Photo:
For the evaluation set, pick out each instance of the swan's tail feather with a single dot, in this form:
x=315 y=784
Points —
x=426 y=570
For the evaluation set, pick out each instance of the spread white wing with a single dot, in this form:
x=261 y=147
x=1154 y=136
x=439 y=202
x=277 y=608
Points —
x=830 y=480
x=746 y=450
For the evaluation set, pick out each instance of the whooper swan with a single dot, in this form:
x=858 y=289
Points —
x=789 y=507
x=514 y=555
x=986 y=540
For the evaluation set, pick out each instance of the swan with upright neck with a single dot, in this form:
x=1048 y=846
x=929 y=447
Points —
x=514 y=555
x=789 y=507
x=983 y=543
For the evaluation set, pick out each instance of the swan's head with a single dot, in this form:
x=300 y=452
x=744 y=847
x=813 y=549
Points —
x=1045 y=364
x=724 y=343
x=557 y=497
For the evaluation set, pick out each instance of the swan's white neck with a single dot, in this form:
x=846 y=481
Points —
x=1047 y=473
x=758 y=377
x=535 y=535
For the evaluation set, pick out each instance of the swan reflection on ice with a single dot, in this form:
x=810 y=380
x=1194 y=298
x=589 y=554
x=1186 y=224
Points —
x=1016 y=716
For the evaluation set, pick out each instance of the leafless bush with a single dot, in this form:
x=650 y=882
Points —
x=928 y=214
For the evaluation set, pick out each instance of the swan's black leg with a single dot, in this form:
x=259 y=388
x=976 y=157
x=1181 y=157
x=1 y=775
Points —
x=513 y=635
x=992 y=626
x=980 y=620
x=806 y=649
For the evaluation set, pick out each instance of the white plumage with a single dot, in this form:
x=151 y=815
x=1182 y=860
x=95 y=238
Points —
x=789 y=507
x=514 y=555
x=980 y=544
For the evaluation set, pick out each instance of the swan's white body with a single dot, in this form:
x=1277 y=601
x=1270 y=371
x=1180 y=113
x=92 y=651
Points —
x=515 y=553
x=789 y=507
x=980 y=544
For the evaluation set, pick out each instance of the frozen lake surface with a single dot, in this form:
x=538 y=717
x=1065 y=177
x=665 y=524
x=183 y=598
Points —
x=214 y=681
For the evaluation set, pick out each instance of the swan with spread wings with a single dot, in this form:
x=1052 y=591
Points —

======

◆ Your task ◆
Copy out the stretch from the line containing "swan's white body" through the end of the material, switching "frozen lake surface" to "icy pond surface" and leaving everything else unchanged.

◆ Task output ◆
For the evaluation set, pick out each instance of the swan's white body with a single dot, in this form:
x=1277 y=601
x=1270 y=371
x=1180 y=113
x=92 y=651
Points —
x=515 y=553
x=789 y=507
x=980 y=544
For the evaluation set, pick out each instance of the icy pond surface with a single dot, in this form:
x=538 y=717
x=1065 y=177
x=665 y=524
x=183 y=598
Points —
x=214 y=681
For the evaluation set, pick out each instance of the swan with spread wings with a single dot, in this form:
x=1052 y=591
Points —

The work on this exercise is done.